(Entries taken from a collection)
[Start of Attachment]
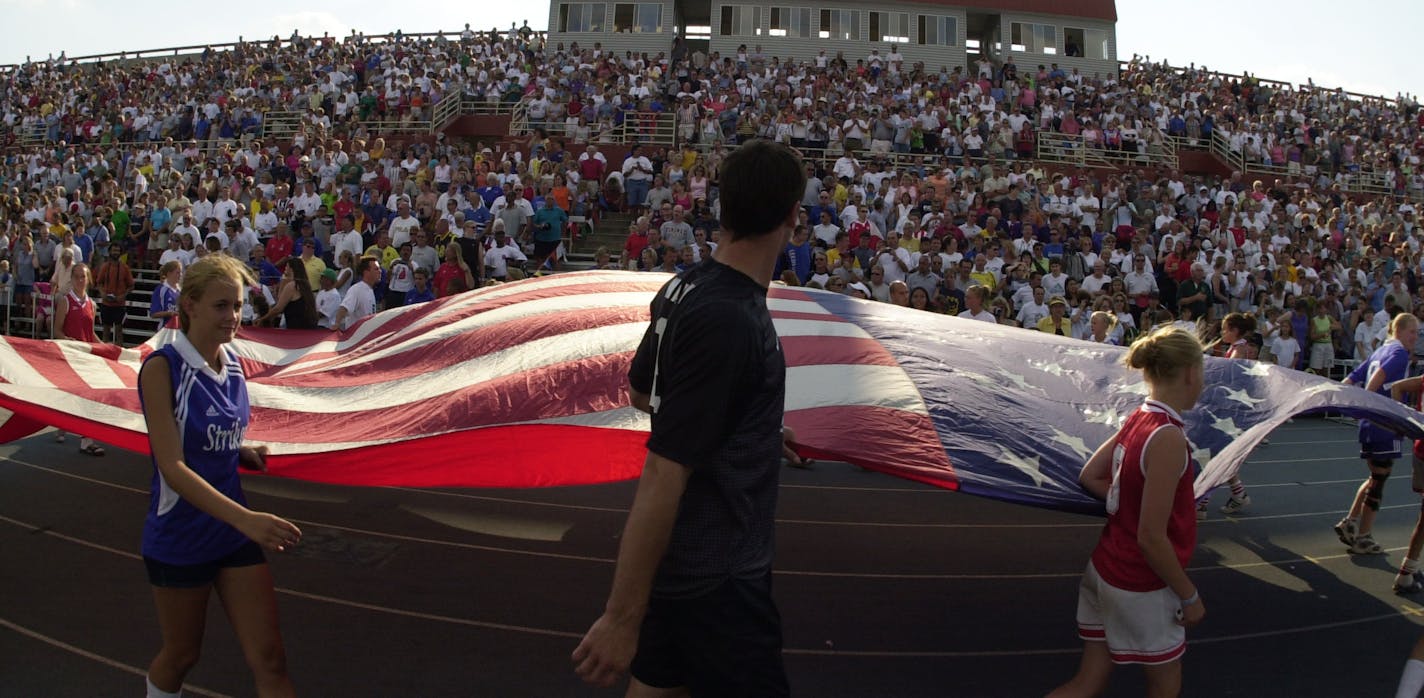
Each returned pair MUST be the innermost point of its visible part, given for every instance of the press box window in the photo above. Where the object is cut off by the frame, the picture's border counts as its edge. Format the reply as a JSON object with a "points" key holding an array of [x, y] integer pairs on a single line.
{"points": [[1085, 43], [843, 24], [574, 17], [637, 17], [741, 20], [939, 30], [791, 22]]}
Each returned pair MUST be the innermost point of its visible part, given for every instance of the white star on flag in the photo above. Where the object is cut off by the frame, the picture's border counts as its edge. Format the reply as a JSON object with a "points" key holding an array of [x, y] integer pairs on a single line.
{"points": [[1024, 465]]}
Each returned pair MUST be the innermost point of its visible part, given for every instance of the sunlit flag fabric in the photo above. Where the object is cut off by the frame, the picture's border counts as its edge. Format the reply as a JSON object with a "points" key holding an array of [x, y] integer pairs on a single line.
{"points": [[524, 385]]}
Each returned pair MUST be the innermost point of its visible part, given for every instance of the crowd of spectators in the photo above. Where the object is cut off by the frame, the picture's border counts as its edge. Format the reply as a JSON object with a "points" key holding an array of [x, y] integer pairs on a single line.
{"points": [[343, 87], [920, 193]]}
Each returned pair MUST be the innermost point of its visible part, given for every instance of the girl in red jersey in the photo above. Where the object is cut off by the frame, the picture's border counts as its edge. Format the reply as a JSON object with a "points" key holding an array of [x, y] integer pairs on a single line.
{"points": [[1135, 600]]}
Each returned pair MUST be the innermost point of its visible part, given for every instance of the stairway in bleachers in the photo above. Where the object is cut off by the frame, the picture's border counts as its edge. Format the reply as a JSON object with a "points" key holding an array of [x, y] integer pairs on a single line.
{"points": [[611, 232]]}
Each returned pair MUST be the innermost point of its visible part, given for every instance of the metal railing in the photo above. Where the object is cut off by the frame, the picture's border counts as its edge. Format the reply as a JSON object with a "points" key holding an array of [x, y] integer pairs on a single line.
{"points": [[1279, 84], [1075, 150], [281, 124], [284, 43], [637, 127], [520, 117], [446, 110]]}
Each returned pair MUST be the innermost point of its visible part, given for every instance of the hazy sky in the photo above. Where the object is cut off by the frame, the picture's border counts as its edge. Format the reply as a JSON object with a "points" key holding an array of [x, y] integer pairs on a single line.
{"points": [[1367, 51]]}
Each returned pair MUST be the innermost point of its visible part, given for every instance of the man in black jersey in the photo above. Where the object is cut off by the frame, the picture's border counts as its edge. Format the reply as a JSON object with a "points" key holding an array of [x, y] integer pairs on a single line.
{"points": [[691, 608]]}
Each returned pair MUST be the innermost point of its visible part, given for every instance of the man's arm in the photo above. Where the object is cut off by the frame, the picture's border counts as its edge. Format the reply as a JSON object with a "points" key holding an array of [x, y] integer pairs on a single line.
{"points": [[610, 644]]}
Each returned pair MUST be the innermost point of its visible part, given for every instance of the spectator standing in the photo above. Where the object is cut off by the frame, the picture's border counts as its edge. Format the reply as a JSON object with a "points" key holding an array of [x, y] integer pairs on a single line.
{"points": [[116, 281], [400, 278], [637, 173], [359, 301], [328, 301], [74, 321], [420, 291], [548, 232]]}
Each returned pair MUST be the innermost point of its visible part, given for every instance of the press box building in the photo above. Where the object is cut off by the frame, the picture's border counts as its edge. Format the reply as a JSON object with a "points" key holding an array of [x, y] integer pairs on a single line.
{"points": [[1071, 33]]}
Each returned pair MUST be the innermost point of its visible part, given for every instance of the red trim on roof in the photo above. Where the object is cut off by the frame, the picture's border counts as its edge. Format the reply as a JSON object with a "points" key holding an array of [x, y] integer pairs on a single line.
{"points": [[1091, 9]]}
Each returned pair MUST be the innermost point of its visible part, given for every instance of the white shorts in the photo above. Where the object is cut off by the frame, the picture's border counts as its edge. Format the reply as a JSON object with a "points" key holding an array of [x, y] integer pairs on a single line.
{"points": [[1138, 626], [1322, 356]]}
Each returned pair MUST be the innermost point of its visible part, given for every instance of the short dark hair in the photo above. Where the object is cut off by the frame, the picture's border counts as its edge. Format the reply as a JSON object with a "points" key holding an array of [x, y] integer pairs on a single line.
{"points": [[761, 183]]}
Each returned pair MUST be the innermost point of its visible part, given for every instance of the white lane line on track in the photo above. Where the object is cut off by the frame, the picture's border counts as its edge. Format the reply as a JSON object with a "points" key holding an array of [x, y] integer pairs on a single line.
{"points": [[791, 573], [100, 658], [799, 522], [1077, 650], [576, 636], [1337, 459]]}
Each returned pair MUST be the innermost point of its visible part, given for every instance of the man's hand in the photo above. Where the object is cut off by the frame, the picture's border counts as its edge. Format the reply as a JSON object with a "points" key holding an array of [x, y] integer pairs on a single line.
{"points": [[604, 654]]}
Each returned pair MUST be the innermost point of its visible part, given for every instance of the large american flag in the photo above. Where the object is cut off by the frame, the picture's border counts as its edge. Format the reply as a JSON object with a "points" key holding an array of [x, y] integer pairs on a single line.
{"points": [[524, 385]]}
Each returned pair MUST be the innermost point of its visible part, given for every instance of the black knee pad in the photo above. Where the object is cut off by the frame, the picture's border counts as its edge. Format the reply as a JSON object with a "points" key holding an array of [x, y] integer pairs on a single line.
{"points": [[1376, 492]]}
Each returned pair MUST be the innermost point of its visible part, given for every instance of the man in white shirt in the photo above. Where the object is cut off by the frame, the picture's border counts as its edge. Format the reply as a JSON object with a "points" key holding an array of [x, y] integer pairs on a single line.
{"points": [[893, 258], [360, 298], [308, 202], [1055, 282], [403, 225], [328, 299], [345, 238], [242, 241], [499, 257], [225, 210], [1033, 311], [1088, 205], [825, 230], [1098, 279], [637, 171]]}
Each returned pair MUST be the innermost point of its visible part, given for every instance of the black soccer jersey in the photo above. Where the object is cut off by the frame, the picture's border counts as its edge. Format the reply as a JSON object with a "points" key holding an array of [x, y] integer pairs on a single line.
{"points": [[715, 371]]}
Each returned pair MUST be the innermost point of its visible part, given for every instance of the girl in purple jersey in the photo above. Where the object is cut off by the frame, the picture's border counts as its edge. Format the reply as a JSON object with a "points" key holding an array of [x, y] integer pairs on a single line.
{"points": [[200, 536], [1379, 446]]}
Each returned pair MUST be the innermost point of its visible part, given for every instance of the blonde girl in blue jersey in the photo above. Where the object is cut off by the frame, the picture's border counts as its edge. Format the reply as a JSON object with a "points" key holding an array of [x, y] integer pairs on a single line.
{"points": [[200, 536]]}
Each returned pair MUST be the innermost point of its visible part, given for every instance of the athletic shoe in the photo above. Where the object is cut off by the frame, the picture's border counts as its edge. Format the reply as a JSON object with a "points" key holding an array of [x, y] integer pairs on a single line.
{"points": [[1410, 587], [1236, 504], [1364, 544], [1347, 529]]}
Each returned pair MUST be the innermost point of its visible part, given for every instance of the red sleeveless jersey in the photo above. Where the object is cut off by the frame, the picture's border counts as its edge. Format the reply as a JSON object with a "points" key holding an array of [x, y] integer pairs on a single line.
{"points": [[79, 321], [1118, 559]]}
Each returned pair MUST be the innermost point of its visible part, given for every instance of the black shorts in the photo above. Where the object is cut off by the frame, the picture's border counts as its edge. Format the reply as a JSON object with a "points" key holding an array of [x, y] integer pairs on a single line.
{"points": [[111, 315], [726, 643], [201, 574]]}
[End of Attachment]
Nothing but an exact copy of the data above, minus its pictures, should appear in the response.

| Solution |
Each returned pair MUST be the innermost point of its visible part, given for every instance of the press box window in the photo above. Where the object is cut off by the frame, the picture's border counts as its edge. Format the reply as a JSON object with a "points" key holding an array of [x, y] integer pairs on a single line.
{"points": [[1085, 43], [843, 24], [574, 17], [637, 17], [741, 20], [939, 30], [791, 22]]}
Each returned pair MUST be the innermost point of its visible part, given for every instance of the white star on flag in the photo above. Where the object is cut off by the frame, the picture's border counts as its edge. Format the reply as a JSON object with a "points" key holding an array of [x, y] integer pairs on a single line.
{"points": [[1024, 465]]}
Each returned pair MUST be the innermost point of its visible part, given for every instance of the sunlit flag fabric in the photo above. Where the object is cut off by the frame, the picture's border counts as its edge. Format the reply as a JSON object with a "points" key holding an array of [x, y] integer pairs on a single line.
{"points": [[524, 385]]}
Each returned pair MUST be the innermost point of its visible part, given for every instance of the crowd of spectators in the photo above. Where the object is cut off by the frame, the picture's border counts as its edge. Format the reply as a JSON object with a "points" key holding an array of [x, y] integer pairs on a single line.
{"points": [[343, 87], [920, 193]]}
Each returned pair MUST be the innermost point of its visible part, given for every instance of the girl in red jersey in the photo above. Where the object is cut off by the frame, the picture's border counts as its edge. Format the reply as a JSON object with a "points" key holding an array of [x, y] integer pairs on a single line.
{"points": [[1135, 600]]}
Each returned pair MUST be the innermost point of its visible part, given for every instance of the stairway in bleachers in the photo above. Where the object is cut off by the frame, the picture's border counts as its edge. Format the reply as a JSON object with a "points" key holding an array of [x, y] integer pairs on a single line.
{"points": [[611, 232]]}
Each returned pair MUST be the innermost point of its visible part, given for every instance of the metal railing in the photo above. Where the object is cut off by the frame, the picture's border counts as its edge. Format the reply as a JSON object with a "points" key holding an array of [x, y] integer pairs on a single line.
{"points": [[1279, 84], [1075, 150], [281, 124], [284, 43], [637, 127], [520, 117], [446, 110]]}
Each returned pair MUST be the innermost point of its visible part, given for every instance of the hazy sky in the photo above. Where the object is cut off by the frame, the picture's border counts as its edge. Format the reply as a JSON object with a "points" key holding an array of [x, y] integer pairs on a single line.
{"points": [[1367, 51]]}
Each returned pair MUST be the innermost point of its visible part, given for every instance of the man in black jersey in the photo above. Where the object is cut off by the frame, the picture's border counts as its edge. Format the reply as a JSON object with a "points" key holding an array of [x, y] integer pairs on a single line.
{"points": [[691, 608]]}
Each returned pair MUST be the innermost point of its visible part, given for every instance of the man's arm in the photo above. Where the object is cut off by the frame, the picture's border counts as its edge. Format the reply as a JSON object with a "points" key holding an array of [x, y] integer pairs on a single line.
{"points": [[610, 644]]}
Each returned pair MUST be the innermost point of its visible part, given for every instance of the spectator standing in the photo above. Where the object is cut off by the frame, the picture's border counts as its edge. Format the reply as a JSON object with a "points" key holding an array of [x, y] integer pairs on a single line.
{"points": [[116, 281], [400, 278], [637, 173], [359, 301], [328, 301], [74, 321], [420, 291], [548, 232]]}
Each returned pair MUST be the innermost point of its visible part, given for every instance of the press box building in the photo above. Where the object is cut off by the frame, the picture's border counts as its edge. Format the reply as a JSON object with a "points" key holding an array of [x, y] integer pairs on a single line.
{"points": [[1071, 33]]}
Each returned pair MUST be the innermost point of its visible part, given for every instance of the red trim on roof in the photo above. Where the object is cut off by the frame, the picture's border counts as its edge. Format the reply as a JSON object with a "points" key holding an array of [x, y] integer pairs on a single line.
{"points": [[1091, 9]]}
Each returned pair MUST be the innermost point of its visible part, given for every instance of the white shorts in the photo above. Where the object is cut off by the frame, the picture's border counts as its edge. Format the reply as a JSON object with a "points" key holding an array of [x, y] integer pairs on a single line.
{"points": [[1138, 626], [1322, 356]]}
Each returned pair MUST be the innermost point of its visible part, given for every instance of the short dark hair in the photo above. Where the object is cut off by the frame, the picture's border counts as its edge. Format the reply as a JSON object with a "points" key holding an array of [x, y] integer pairs on a single line.
{"points": [[761, 183]]}
Each returned pair MUST be the innermost point of its visible part, given for every instance of the white lane line on track in the photo above. Where the object is cut off by the frame, the picture's border counts as its edge. Format the reply as a JSON object with a "points" key holding an array of [x, y] integer pairs on a single line.
{"points": [[791, 573], [100, 658], [799, 522], [1077, 650], [576, 636], [1337, 459]]}
Each returned pair MUST be the innermost point of its visible part, given for every instance of the man's hand in the photo above. Where the object is cut off by the frame, the picture's border counts as its edge. Format the reply as a JSON object with a "points" key holding an array of [x, y] integer pairs on a single line.
{"points": [[604, 654]]}
Each returned pair MUST be the innermost point of its visible part, given for every instance of the large american flag in the photo above. Where the object is cut off by the frame, the picture's border counts as its edge. Format the reply as a JSON object with a "points" key holding an array of [x, y] integer pairs on a single line.
{"points": [[524, 385]]}
Each returned pair MUST be the innermost point of its visible part, given for every instance of the black knee pad in the photo above. Where the object is cut off by the frame, the picture's border counts as its edge. Format the reply as a JSON object with a "points" key holding an array of [x, y] integer pairs on a single line.
{"points": [[1376, 492]]}
Each returned pair MUST be the innermost point of its visible part, given for every instance of the man in white shirt in the photo above. Where the object is cut off by the frame, the picture's border counts as its edge. Format the reply as a JSON object with a "points" key holding an array of [x, y] integer pairs on a single line.
{"points": [[893, 258], [360, 298], [308, 202], [1055, 282], [403, 225], [328, 299], [345, 238], [242, 241], [499, 257], [225, 210], [1033, 311], [1088, 205], [825, 230], [1098, 279], [637, 171]]}
Each returned pair MUST be the innermost point of its visible part, given for every instance of the black soccer jersey in the photo above. Where the object is cut off by the frame, the picture's border counts as its edge. Format the reply as a JSON object with a "points" key holding an array of [x, y] integer pairs on a single line.
{"points": [[715, 371]]}
Each returned pair MUST be the innermost point of its visible part, given for every instance of the girl in purple jersey in the photo above. Where the object is cut off by the frame, the picture's border counts as its edge. Format the reply as a JSON object with a "points" key holding an array of [x, y] integer pairs on a single line.
{"points": [[200, 536], [1379, 446]]}
Each returned pair MUST be the innermost point of its visible part, given for every instance of the blonde girl in blue jersey in the photo above. Where the object is cut off by the frame, the picture's border counts as its edge. Format the reply as a JSON object with a "points" key holding an array of [x, y] integer pairs on a single line.
{"points": [[200, 536]]}
Each returned pair MUST be the innermost point of its visible part, given for every instance of the athletic shoe in the photo above. Where the object is cut off by the frame, the picture's border counts as its edge. Format the reply as a JSON object with a "points" key holding an array of [x, y] integer pairs on a single line.
{"points": [[1410, 587], [1236, 504], [1364, 544], [1347, 529]]}
Each returned pair MUST be the innermost point of its visible part, given for every instance of the red sleeveless jersey in the photo above. Where the object is cut off by the frame, the picture's border counts as its edge. Format the reply as a JSON object with a "points" key holding an array of [x, y] integer pairs on a single line.
{"points": [[79, 321], [1118, 559]]}
Each returned pair MUST be the innermost point of its visible part, given for every instance of the black shorts in the photo above. Where the object is cut off by the frame, the picture's border counts as its edge. Format the reply as a JSON object with a "points" key holding an array of [x, y] integer pairs on a single line.
{"points": [[111, 315], [726, 643], [201, 574]]}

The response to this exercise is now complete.